Begin
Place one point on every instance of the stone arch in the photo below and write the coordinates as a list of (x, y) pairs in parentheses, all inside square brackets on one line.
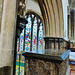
[(52, 12)]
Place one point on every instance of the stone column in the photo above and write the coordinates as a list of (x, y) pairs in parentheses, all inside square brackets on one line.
[(8, 35)]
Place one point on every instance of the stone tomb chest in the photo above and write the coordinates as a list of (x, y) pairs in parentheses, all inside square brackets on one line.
[(46, 62)]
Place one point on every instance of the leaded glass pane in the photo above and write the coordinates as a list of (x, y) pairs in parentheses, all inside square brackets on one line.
[(34, 36), (17, 44), (21, 40), (40, 37), (28, 34)]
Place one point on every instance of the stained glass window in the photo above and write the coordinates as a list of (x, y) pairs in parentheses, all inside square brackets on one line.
[(28, 34), (30, 38), (17, 44), (21, 40), (40, 37), (34, 37)]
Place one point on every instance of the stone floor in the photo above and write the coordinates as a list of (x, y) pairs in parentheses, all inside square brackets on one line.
[(72, 57)]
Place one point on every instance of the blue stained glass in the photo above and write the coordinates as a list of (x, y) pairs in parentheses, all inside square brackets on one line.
End
(PROBLEM TO WORK ON): Rewrite all of the records above with "photo" changed to "image" everywhere and everything else left as it is. Leave the picture out.

(COMPLETED TASK):
Place one point on every instance of the stone arch in the image below and write the coordinates as a list of (x, y) pairs in parentheses, all inside square brackets on one line.
[(52, 12)]
Place one point on every instance of the stone column in the image above and write the coordinates as a list of (x, y) pairs in parentheses, all inside square brackets on one line.
[(8, 35)]
Place one point on every instance of the stone tomb chest in the image above and write the coordinates as a list of (x, y) pairs in parentheses, all inside square brackets on one line.
[(46, 62)]
Place one point on every instance of the leaded glass pane in the image above and write the coordinates as a list of (x, y) pairs in parentheses, all inside square brackets on one line.
[(34, 36), (17, 44), (21, 40), (40, 37), (28, 34)]
Place one point on every instance of the stained glass window in the image above and write the coordinates as a list of (x, y) pairs in parentheses, all inside square brackets on one line.
[(28, 34), (30, 38), (17, 44), (21, 40), (40, 37), (34, 37)]
Place one point on every instance of the stone floor in the image above and write the coordinates as a list of (x, y) pairs in parentheses, all inside square brackets on one line.
[(72, 57)]
Place one point on every instance of the blue stained glass in the image above and write the coordinates as a list of (x, y) pairs in parentheses, all inside square brackets on one line.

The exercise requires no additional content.